- [Required work] I would like the number of lines in the data that contain the word "pile". Please give that number alone.

- [Saved data entries]
◇ ◇ ◇
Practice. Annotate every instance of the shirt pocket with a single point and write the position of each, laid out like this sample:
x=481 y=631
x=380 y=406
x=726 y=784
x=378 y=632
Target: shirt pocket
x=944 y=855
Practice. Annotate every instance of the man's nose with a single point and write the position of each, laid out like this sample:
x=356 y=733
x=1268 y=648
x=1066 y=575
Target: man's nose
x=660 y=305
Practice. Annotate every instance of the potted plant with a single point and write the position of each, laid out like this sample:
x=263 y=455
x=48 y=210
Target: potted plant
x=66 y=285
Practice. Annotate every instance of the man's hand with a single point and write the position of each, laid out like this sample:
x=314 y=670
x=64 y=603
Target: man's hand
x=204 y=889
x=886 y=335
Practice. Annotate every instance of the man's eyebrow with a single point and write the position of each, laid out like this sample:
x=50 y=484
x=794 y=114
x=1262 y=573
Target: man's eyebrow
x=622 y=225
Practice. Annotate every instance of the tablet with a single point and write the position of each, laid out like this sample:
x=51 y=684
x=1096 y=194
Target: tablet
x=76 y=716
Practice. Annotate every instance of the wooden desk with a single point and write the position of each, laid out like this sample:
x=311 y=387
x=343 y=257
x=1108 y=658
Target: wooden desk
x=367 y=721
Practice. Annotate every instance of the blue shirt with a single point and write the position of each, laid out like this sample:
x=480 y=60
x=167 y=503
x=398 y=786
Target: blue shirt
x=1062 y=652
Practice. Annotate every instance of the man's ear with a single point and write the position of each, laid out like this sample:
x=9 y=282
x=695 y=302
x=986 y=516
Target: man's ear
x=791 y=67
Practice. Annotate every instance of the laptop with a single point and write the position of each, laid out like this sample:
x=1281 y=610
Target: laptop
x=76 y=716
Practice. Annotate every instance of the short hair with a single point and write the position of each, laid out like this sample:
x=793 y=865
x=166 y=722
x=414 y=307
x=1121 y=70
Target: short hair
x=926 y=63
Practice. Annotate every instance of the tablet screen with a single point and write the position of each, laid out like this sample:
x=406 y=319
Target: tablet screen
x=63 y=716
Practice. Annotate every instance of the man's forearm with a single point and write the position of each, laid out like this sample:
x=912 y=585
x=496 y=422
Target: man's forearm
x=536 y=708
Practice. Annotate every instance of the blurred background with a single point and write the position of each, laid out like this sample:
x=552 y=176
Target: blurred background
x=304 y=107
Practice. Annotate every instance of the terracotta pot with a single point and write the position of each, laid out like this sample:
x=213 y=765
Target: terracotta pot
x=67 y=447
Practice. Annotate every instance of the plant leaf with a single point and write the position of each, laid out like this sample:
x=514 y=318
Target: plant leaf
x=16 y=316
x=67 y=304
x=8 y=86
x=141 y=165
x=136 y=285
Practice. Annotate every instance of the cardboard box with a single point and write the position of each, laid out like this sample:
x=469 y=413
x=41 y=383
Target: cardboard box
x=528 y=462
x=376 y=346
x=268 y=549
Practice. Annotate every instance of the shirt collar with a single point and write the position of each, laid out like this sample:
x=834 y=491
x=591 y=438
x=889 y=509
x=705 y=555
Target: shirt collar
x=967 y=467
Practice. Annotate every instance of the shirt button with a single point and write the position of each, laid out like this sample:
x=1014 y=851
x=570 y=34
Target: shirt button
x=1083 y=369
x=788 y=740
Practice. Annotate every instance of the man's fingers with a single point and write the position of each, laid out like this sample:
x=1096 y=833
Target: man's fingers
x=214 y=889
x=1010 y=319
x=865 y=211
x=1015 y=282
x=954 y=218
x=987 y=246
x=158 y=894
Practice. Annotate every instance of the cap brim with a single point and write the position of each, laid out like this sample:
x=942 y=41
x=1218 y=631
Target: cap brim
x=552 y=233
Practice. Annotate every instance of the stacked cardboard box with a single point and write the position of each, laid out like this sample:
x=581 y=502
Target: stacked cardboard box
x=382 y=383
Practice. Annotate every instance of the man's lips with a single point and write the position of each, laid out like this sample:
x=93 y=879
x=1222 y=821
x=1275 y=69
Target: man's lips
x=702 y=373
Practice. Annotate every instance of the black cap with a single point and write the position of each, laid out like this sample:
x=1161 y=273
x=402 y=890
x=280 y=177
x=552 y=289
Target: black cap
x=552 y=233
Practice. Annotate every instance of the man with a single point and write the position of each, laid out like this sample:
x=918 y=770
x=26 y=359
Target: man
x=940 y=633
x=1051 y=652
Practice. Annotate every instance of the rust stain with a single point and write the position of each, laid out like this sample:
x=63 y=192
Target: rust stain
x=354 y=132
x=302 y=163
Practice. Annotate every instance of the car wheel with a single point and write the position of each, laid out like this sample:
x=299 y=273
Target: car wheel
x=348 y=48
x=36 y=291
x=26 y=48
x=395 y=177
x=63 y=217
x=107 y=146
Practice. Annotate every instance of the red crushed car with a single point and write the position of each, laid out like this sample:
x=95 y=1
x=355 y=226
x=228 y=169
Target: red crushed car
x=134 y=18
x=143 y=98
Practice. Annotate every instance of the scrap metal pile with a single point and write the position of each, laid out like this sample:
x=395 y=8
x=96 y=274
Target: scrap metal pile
◇ ◇ ◇
- [Response area] 2